(Stored data entries):
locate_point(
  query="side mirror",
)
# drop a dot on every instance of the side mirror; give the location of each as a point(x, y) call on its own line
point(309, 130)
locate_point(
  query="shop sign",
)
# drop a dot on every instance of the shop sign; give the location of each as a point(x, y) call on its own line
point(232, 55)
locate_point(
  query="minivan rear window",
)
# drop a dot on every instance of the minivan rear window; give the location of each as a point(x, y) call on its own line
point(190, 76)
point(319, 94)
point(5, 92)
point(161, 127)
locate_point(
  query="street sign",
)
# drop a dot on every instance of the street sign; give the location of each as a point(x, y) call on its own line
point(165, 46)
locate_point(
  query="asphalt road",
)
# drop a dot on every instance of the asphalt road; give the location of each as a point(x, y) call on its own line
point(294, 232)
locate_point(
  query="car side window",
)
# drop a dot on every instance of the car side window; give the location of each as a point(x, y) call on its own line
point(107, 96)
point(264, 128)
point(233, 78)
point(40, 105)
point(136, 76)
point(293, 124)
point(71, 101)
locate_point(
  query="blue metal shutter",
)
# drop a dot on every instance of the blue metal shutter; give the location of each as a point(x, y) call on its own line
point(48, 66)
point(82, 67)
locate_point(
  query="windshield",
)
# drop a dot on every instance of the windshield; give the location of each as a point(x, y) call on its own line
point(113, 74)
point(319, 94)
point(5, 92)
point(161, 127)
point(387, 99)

---

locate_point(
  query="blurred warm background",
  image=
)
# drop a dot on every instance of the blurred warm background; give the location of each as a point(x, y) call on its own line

* * *

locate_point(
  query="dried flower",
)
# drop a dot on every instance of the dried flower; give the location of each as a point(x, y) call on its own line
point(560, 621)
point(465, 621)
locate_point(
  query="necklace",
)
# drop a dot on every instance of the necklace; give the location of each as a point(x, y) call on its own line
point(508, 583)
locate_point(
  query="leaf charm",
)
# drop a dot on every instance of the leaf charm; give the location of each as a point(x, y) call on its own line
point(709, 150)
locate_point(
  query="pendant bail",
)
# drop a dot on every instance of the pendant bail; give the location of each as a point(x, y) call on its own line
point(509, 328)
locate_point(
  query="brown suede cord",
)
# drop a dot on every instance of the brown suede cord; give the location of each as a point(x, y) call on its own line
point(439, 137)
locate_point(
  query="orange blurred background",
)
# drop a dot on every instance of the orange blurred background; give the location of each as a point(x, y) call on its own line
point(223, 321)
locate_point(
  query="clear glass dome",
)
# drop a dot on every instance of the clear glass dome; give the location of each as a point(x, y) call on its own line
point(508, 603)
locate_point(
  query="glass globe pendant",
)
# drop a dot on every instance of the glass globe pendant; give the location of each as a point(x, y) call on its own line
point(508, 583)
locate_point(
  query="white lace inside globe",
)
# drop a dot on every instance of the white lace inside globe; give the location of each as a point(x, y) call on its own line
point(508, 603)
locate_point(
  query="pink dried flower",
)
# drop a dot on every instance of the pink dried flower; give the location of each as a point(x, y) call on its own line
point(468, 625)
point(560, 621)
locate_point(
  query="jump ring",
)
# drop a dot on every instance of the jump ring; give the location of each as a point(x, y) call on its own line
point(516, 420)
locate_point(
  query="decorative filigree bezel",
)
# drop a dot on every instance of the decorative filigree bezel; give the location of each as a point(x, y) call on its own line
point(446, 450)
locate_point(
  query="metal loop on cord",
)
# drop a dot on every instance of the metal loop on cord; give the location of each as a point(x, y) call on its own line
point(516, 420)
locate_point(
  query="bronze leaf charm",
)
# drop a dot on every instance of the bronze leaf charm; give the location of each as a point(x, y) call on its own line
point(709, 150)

(Brief):
The answer should be all lines from the entries above that hold the word "warm".

(The completed task):
  query="blurred warm background",
# drop a dot on every instance of the blurred warm background; give the location of each as a point(x, y) call on its own line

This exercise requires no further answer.